Exercise prompt: In the entries that follow, the line with "If you could pin the green" opens the range and the line with "If you could pin the ceiling" closes it; repeat that range exactly, both lines included.

Provided entries:
___
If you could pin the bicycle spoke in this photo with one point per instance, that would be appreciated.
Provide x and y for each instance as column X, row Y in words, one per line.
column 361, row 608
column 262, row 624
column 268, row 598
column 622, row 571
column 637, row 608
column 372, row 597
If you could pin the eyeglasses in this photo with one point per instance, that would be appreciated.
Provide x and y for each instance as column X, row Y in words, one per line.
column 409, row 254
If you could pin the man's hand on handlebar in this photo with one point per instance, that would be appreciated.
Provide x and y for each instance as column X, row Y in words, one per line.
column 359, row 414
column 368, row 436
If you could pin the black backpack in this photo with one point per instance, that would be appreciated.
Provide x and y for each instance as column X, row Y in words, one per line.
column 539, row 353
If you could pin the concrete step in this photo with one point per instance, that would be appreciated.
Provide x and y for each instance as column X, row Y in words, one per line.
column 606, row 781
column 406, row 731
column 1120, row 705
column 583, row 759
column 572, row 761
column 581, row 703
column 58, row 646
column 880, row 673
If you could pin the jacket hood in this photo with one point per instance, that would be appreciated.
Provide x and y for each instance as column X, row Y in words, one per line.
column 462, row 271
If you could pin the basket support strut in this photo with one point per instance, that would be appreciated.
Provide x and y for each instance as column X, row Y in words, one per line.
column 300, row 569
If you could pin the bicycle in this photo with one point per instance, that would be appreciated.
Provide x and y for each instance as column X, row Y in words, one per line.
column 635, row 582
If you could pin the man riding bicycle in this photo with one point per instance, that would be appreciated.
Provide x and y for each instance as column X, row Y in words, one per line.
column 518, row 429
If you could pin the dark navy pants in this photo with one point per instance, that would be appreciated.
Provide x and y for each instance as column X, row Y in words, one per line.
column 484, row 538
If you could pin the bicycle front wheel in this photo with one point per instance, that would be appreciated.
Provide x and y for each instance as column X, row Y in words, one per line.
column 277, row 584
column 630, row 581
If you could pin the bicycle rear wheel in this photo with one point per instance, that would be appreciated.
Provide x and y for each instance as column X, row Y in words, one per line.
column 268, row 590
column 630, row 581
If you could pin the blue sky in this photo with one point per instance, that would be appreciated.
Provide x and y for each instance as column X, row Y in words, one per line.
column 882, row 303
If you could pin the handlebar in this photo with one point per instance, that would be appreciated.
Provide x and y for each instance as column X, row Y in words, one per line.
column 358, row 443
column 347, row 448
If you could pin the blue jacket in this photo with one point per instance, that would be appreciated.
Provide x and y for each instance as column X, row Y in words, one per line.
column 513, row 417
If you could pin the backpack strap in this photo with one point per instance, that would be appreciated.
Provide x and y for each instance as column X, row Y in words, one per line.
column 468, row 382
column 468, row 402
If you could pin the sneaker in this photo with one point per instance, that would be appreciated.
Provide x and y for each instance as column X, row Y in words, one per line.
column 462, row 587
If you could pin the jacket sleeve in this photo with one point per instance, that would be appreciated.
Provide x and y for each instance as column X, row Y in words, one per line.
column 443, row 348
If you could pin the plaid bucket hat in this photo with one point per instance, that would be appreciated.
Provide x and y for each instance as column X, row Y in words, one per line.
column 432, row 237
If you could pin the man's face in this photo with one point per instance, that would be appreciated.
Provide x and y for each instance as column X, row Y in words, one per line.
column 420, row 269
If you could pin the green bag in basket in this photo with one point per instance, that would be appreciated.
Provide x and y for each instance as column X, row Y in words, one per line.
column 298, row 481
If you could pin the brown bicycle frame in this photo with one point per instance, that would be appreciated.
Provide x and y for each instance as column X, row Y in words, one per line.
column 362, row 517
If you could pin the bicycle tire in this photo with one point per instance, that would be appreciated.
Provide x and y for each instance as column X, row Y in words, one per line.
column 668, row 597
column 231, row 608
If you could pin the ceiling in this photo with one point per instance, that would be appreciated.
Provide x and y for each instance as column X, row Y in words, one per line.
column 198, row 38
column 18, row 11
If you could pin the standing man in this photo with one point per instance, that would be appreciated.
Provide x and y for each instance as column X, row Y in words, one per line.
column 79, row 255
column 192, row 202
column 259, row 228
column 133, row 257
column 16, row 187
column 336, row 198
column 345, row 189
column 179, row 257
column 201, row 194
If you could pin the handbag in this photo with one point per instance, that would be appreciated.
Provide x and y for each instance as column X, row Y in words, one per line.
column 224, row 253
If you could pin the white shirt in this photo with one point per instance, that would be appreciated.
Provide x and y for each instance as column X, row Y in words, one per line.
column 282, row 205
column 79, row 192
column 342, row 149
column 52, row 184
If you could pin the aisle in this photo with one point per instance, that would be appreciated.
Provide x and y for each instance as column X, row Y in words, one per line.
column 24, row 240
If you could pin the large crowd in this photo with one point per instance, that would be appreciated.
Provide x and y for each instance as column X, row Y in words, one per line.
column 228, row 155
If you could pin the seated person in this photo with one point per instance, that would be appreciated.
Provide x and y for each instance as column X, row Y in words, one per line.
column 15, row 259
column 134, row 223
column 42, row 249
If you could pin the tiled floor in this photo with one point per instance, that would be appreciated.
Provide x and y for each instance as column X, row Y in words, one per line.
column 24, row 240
___
Solution for this task:
If you could pin the green bag in basket in this photo with one point per instance, that would be appreciated.
Provide x and y for each instance as column X, row Y in words, one per line.
column 298, row 481
If you could pin the brown bicycle frame in this photo with one point per instance, that would be appreciated.
Provide x and y for each instance as column X, row Y in words, one per line.
column 362, row 517
If you could pin the bicycle tire in this photo with one point per instance, that would be appreciated.
Provide x and y for each instance as column X, row Y in words, one per line.
column 668, row 597
column 231, row 608
If you could pin the ceiling in this photo with one point per instance, that would be appreciated.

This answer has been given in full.